▸ **Task prompt**: Render every line of the rows below as a numbered list, omitting blank lines and leaving the pictures out.

-=-=-

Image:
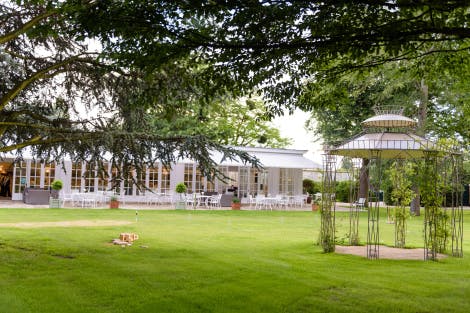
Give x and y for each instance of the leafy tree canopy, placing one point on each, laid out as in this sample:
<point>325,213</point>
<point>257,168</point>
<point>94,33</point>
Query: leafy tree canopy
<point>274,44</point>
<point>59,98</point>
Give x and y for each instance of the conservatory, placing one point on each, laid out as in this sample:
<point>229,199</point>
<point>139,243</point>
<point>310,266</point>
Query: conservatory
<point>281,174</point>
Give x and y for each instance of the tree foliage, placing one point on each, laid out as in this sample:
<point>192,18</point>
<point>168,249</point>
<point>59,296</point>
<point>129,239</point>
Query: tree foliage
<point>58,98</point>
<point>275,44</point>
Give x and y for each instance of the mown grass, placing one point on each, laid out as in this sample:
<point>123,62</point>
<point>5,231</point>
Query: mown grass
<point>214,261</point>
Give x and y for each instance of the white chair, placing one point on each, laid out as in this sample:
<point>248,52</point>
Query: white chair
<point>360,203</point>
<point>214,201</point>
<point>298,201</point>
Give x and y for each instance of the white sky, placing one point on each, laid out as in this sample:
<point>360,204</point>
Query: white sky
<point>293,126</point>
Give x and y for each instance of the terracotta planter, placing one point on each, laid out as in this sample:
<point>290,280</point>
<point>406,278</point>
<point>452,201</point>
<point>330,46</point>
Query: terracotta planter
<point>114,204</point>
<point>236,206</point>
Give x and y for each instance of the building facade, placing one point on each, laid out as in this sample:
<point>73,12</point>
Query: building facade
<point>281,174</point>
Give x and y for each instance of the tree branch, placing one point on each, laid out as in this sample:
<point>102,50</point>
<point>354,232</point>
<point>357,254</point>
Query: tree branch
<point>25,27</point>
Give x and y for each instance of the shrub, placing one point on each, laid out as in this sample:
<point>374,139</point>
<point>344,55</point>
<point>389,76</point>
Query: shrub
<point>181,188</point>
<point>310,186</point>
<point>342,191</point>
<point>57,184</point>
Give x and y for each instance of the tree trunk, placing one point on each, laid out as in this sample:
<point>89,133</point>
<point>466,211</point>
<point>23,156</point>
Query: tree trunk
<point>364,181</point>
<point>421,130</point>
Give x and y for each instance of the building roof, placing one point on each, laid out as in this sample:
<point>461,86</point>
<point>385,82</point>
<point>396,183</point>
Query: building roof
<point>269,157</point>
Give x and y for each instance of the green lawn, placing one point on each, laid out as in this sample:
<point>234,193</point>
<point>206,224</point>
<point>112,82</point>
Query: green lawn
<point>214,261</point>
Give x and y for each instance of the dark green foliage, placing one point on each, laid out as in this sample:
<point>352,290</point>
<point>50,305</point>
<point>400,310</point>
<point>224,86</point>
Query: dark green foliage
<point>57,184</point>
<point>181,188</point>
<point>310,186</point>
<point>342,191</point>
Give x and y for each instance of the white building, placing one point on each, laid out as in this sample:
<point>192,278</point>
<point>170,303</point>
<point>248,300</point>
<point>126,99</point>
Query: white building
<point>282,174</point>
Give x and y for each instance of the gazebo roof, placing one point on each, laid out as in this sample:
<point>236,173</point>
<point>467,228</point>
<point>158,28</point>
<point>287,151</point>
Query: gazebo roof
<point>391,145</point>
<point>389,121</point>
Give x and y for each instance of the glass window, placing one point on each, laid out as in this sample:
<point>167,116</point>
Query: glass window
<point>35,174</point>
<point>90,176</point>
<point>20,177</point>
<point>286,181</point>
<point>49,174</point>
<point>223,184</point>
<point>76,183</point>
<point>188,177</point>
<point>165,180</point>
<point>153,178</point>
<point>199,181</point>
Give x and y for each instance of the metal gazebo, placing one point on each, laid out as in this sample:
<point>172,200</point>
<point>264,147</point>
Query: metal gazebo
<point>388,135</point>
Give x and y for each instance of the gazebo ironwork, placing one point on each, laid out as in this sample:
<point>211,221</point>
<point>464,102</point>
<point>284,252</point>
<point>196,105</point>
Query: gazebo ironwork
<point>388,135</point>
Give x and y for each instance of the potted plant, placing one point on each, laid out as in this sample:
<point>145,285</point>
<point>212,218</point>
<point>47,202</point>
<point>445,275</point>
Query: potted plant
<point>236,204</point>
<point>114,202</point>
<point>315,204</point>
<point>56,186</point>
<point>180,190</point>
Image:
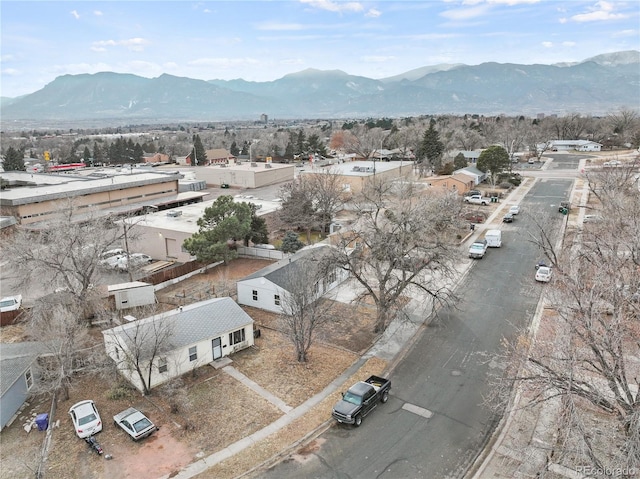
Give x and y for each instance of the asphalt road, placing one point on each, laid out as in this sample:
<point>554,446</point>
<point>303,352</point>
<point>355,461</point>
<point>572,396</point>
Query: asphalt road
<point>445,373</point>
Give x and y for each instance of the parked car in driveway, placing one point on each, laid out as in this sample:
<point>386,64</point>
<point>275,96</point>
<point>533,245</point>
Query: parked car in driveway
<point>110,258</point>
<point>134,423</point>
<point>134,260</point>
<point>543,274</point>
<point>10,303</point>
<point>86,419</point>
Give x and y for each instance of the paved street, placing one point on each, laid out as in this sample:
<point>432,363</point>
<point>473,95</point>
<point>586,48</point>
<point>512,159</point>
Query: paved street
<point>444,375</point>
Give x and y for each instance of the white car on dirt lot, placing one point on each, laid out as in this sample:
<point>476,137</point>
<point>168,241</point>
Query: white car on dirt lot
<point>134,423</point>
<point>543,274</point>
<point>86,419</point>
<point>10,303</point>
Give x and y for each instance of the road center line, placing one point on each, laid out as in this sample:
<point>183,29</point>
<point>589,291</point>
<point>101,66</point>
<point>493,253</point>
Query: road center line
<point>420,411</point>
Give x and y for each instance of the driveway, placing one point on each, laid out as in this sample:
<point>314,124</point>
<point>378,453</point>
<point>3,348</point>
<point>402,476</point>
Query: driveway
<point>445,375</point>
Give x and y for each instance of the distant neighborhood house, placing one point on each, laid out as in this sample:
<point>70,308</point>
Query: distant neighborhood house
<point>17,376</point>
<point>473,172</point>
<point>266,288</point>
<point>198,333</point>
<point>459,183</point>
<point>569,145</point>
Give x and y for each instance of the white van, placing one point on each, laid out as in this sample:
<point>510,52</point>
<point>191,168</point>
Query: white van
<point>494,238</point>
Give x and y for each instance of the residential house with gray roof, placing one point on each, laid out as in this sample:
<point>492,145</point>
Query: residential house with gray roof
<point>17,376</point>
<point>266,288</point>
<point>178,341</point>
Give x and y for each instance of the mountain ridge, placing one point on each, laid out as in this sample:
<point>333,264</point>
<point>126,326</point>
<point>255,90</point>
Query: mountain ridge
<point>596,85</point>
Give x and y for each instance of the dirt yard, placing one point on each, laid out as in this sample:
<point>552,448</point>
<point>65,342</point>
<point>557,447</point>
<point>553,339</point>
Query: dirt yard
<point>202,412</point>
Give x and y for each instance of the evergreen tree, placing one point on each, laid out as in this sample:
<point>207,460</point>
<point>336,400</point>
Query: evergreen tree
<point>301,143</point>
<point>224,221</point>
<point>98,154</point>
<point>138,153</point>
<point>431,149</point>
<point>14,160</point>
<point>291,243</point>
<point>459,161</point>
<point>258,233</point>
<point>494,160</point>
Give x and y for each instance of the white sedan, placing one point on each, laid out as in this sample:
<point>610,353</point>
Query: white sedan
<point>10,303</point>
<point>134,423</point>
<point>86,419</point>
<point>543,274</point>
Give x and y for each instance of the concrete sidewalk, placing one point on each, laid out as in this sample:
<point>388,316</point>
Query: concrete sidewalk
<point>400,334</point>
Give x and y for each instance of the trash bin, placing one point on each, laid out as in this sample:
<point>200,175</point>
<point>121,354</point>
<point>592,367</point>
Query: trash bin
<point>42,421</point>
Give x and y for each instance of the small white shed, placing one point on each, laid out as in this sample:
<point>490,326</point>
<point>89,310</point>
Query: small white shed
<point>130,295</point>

-=-=-

▸ **Written reply**:
1. Image:
2. Give x and y for each instance of the leafy tree canopy, placing one point on each, laid out as in this sample:
3. <point>325,213</point>
4. <point>257,168</point>
5. <point>94,33</point>
6. Query: leafy tree canopy
7. <point>274,44</point>
8. <point>59,98</point>
9. Give x and y for each instance of the conservatory, placing one point on each, laid out as in this sample:
10. <point>229,199</point>
11. <point>139,243</point>
12. <point>310,266</point>
13. Query: conservatory
14. <point>281,174</point>
15. Give x and y for each instance of the tree foliage, placing one point on each, laid out as in this sample:
16. <point>192,18</point>
17. <point>168,249</point>
18. <point>59,296</point>
19. <point>129,239</point>
20. Query: tree foliage
21. <point>58,98</point>
22. <point>275,44</point>
23. Give x and y for each instance of the mown grass, placing one point on each, laid out as in this sample:
24. <point>123,62</point>
25. <point>5,231</point>
26. Query: mown grass
27. <point>214,261</point>
28. Give x and y for each instance of the white chair, placing one point on each, laid out as in this sample:
29. <point>248,52</point>
30. Query: white chair
31. <point>360,203</point>
32. <point>214,201</point>
33. <point>298,201</point>
34. Give x and y for each instance of the white sky, placing one point on each, laid out as in this sample:
35. <point>360,204</point>
36. Query: white sky
37. <point>293,126</point>
38. Give x and y for each instance of the terracotta planter, placing one point on each, laid out as in this sample:
39. <point>290,280</point>
40. <point>406,278</point>
41. <point>452,201</point>
42. <point>330,46</point>
43. Query: terracotta planter
44. <point>114,204</point>
45. <point>236,206</point>
46. Give x and y for each instance of the building facade, placing one point on each, laid out as in this sample:
47. <point>73,12</point>
48. Query: building facade
49. <point>281,174</point>
50. Give x and y for each instance of the tree branch, placing one point on each, laid out as in this sample:
51. <point>102,50</point>
52. <point>354,232</point>
53. <point>357,254</point>
54. Query: tree branch
55. <point>25,27</point>
56. Give x and y for each instance of the shrub, placing one point on each, laid out as in this sample:
57. <point>374,139</point>
58. <point>344,55</point>
59. <point>389,76</point>
60. Query: shrub
61. <point>181,188</point>
62. <point>310,186</point>
63. <point>342,191</point>
64. <point>57,184</point>
65. Give x and y for each instance of the tree trunk, placing one point on each, laid out as in this sample:
66. <point>89,133</point>
67. <point>466,211</point>
68. <point>23,156</point>
69. Query: tree trunk
70. <point>364,181</point>
71. <point>421,130</point>
72. Give x and y for each instance of the building roof, placing one point on each, laid out as in this sample:
73. <point>461,86</point>
74. <point>385,82</point>
75. <point>396,183</point>
76. Query: building roof
77. <point>269,157</point>
78. Give x and y for each instance of the green lawn, placing one point on each, laid out as in this sample:
79. <point>234,193</point>
80. <point>206,224</point>
81. <point>112,82</point>
82. Query: green lawn
83. <point>214,261</point>
84. Give x and y for each instance of the dark green foliage, placing one point on each, laid out as in this sample:
85. <point>352,290</point>
86. <point>50,305</point>
87. <point>400,310</point>
88. <point>224,86</point>
89. Query: dark green foliage
90. <point>57,184</point>
91. <point>181,188</point>
92. <point>310,186</point>
93. <point>342,191</point>
94. Give x and y for each instance of the white building, placing one point on each, laid out as in this sample:
95. <point>192,278</point>
96. <point>170,303</point>
97. <point>248,300</point>
98. <point>126,99</point>
99. Query: white building
100. <point>282,174</point>
101. Give x and y for each instance of the gazebo roof, placing one point on each, laid out as in this sample:
102. <point>236,173</point>
103. <point>467,228</point>
104. <point>158,28</point>
105. <point>287,151</point>
106. Query: gazebo roof
107. <point>391,145</point>
108. <point>389,121</point>
109. Give x and y for each instance of the glass window, placing one point on each, laid out as in this sample:
110. <point>167,116</point>
111. Query: glass window
112. <point>35,174</point>
113. <point>90,176</point>
114. <point>20,177</point>
115. <point>286,181</point>
116. <point>49,174</point>
117. <point>223,184</point>
118. <point>76,183</point>
119. <point>188,177</point>
120. <point>165,180</point>
121. <point>153,178</point>
122. <point>199,181</point>
123. Give x and y for each instance of the metal gazebo, placing one point on each, laid out as in this sample:
124. <point>172,200</point>
125. <point>264,147</point>
126. Query: metal gazebo
127. <point>388,135</point>
128. Give x and y for each instance of the gazebo ironwork, placing one point on each, laid out as in this sample:
129. <point>211,221</point>
130. <point>464,102</point>
131. <point>284,252</point>
132. <point>196,105</point>
133. Query: gazebo ironwork
134. <point>388,135</point>
135. Give x and y for each instance of the potted plant, placing one point on each, laid out as in this sample:
136. <point>145,285</point>
137. <point>212,218</point>
138. <point>47,202</point>
139. <point>445,275</point>
140. Query: potted plant
141. <point>236,204</point>
142. <point>114,202</point>
143. <point>315,204</point>
144. <point>56,186</point>
145. <point>180,190</point>
146. Image:
147. Give x and y for each instance of the asphalt road, placing one point on each, laid out as in this sample:
148. <point>554,446</point>
149. <point>303,352</point>
150. <point>355,461</point>
151. <point>572,396</point>
152. Query: asphalt road
153. <point>445,373</point>
154. Give x and y for each instance of the parked car in driveway, placing one point on each, laid out as in this sample:
155. <point>386,64</point>
156. <point>275,96</point>
157. <point>533,245</point>
158. Query: parked car in driveway
159. <point>110,258</point>
160. <point>134,423</point>
161. <point>134,260</point>
162. <point>543,274</point>
163. <point>10,303</point>
164. <point>86,419</point>
165. Give x and y for each instance of the paved street, placing one point on each, laid out as in this sample:
166. <point>432,363</point>
167. <point>473,95</point>
168. <point>586,48</point>
169. <point>512,159</point>
170. Query: paved street
171. <point>444,375</point>
172. Give x and y for each instance of the white car on dirt lot, placing one point on each, laid out as in this sample:
173. <point>476,137</point>
174. <point>168,241</point>
175. Query: white car on dirt lot
176. <point>134,423</point>
177. <point>543,274</point>
178. <point>86,419</point>
179. <point>10,303</point>
180. Give x and y for each instance of the road center line, placing one point on each, laid out as in this sample:
181. <point>183,29</point>
182. <point>589,291</point>
183. <point>101,66</point>
184. <point>493,253</point>
185. Query: road center line
186. <point>420,411</point>
187. Give x and y for each instance of the driveway, placing one point on each, laid out as in this sample:
188. <point>314,124</point>
189. <point>378,453</point>
190. <point>3,348</point>
191. <point>402,476</point>
192. Query: driveway
193. <point>445,375</point>
194. Give x and y for each instance of the distant neighborhood house, placing one point on each, laid out as in this sample:
195. <point>70,308</point>
196. Query: distant neighborhood house
197. <point>17,376</point>
198. <point>473,172</point>
199. <point>266,288</point>
200. <point>198,333</point>
201. <point>459,183</point>
202. <point>569,145</point>
203. Give x and y for each instance of the white van, placing one point on each, laid out as in this sample:
204. <point>510,52</point>
205. <point>191,168</point>
206. Query: white van
207. <point>494,238</point>
208. Give x and y for each instance of the residential house with gray roof, placing one point on each, laid out as in this sample:
209. <point>492,145</point>
210. Query: residential house with gray roof
211. <point>17,376</point>
212. <point>266,288</point>
213. <point>178,341</point>
214. Give x and y for each instance of the mountain ridge, placing one point on each, laid out as in this sample:
215. <point>333,264</point>
216. <point>126,326</point>
217. <point>255,90</point>
218. Query: mountain ridge
219. <point>596,85</point>
220. Give x and y for each instance of the dirt yard, placing one point on each, laid out as in this sample:
221. <point>552,448</point>
222. <point>65,342</point>
223. <point>557,447</point>
224. <point>553,339</point>
225. Query: dirt yard
226. <point>202,412</point>
227. Give x and y for each instance of the evergreen tree, placing one point on each, laid out as in this sample:
228. <point>207,460</point>
229. <point>336,400</point>
230. Query: evergreen tree
231. <point>301,143</point>
232. <point>224,221</point>
233. <point>98,154</point>
234. <point>138,153</point>
235. <point>431,149</point>
236. <point>14,160</point>
237. <point>291,243</point>
238. <point>459,161</point>
239. <point>258,233</point>
240. <point>494,160</point>
241. Give x and y for each instance of the white sedan, placing one point on each, laid out as in this sample:
242. <point>610,353</point>
243. Query: white sedan
244. <point>10,303</point>
245. <point>134,423</point>
246. <point>86,419</point>
247. <point>543,274</point>
248. Give x and y for each instance of the concrete sidewalk, placing one point on each, laid out as in this sample:
249. <point>388,316</point>
250. Query: concrete sidewalk
251. <point>400,334</point>
252. Give x and y for each instance of the trash bin, placing one point on each, laid out as in this sample:
253. <point>200,175</point>
254. <point>121,354</point>
255. <point>592,367</point>
256. Query: trash bin
257. <point>42,421</point>
258. Give x and y for each instance of the small white shed, placing one point on each, laid out as in this sample:
259. <point>490,326</point>
260. <point>89,310</point>
261. Query: small white shed
262. <point>130,295</point>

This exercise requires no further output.